8 de mayo de 2012

MAYO DEL 58


Aunque pueda parecerlo no es un error de números, pero al pensarlo caigo en la cuenta de que muy bien podría escribir sobre aquél mítico 68, bastante olvidado ya por quienes lo protagonizaron y consiguieron poner en las cuerdas el gobierno del General De Gaulle al mismo tiempo que, bajo sus consignas, Europa y el mundo cambiaron de rumbo social y moral, aunque fuese por tiempo limitado. No estaría mal en los momentos similares que vivimos una reflexión sobre aquellas jornadas por parte especialmente de quienes dirigen la función y por la de quienes la sufren. No siempre el silencio es el gran valedor de una sociedad en la cual el neoliberalismo está estrangulando con sus normas a una inmensa mayoría de la misma. Entonces, al menos, no lo fue, pero ese es un tema que hoy no me corresponde en estas líneas.
Y es que hoy voy a concederme  una licencia muy literaria pero de la que suelo huir en la actualidad, entre otras razones por su falta de pragmatismo. La nostalgia es hermosa y el recuerdo lo único que nos confirma haber vivido, mas el exceso de ambos nos paraliza cuando la realidad es que siempre hay que seguir haciendo camino, como apuntó el genial poeta.

• [Completa lo siguiente]:
1. Según el fragmento titulado «MAYO DEL 58», ¿qué gobierno consiguieron poner en las cuerdas los protagonistas del 68?
2. Cita textualmente el fragmento desde las palabras «Y es que hoy» y detente tras «el genial poeta.».
Las líneas que vienen después proceden de una fuente distinta.

• [Datos proporcionados]:

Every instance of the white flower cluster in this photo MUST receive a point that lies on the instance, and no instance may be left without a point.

• [Soluciones por tarea]:
1. El gobierno del General De Gaulle.

2.
Y es que hoy voy a concederme  una licencia muy literaria pero de la que suelo huir en la actualidad, entre otras razones por su falta de pragmatismo. La nostalgia es hermosa y el recuerdo lo único que nos confirma haber vivido, mas el exceso de ambos nos paraliza cuando la realidad es que siempre hay que seguir haciendo camino, como apuntó el genial poeta.